**Dataset content**
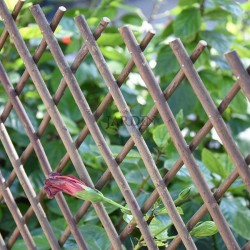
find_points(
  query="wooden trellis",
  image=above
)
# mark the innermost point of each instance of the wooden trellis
(113, 170)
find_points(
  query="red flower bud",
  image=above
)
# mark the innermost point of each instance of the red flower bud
(66, 183)
(66, 40)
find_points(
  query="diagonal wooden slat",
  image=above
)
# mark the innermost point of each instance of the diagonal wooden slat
(59, 93)
(10, 201)
(212, 112)
(25, 76)
(58, 122)
(177, 137)
(134, 132)
(15, 160)
(92, 125)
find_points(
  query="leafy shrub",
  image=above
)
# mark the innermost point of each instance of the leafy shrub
(224, 25)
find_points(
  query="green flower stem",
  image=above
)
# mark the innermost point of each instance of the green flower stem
(124, 209)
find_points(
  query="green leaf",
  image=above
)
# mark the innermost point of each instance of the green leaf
(11, 4)
(180, 117)
(165, 211)
(239, 104)
(213, 164)
(166, 62)
(109, 39)
(187, 2)
(161, 136)
(230, 6)
(159, 229)
(40, 240)
(32, 31)
(219, 40)
(187, 24)
(204, 229)
(237, 214)
(132, 18)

**Problem description**
I would like the data above transcribed exactly, with its pictures left out.

**Solution to the exercise**
find_points(
  query="wooden trellis",
  image=above
)
# mark the innermost point of each instance of the wooden trellis
(113, 170)
find_points(
  query="red flower bud",
  image=above
)
# mark the innermost point of each instance of the red flower bud
(66, 183)
(66, 40)
find_points(
  query="diagonal wooden slat",
  image=above
)
# mark the innermost point of each instance of the diagonal wooden slat
(59, 93)
(10, 201)
(212, 112)
(25, 76)
(58, 122)
(177, 137)
(134, 132)
(15, 160)
(92, 125)
find_points(
  query="leafy shrub",
  image=above
)
# mark the innermost point of each instance of the leafy shrub
(224, 25)
find_points(
  query="green flower stem",
  image=above
)
# mark the innermost point of each instance of the green flower stem
(124, 209)
find_points(
  query="green leaf",
  image=above
)
# mark the innermost point of each instance of the green leaf
(11, 4)
(180, 117)
(165, 211)
(239, 104)
(213, 164)
(166, 62)
(109, 39)
(187, 2)
(161, 136)
(230, 6)
(159, 229)
(40, 240)
(32, 31)
(219, 40)
(187, 24)
(204, 229)
(237, 214)
(132, 18)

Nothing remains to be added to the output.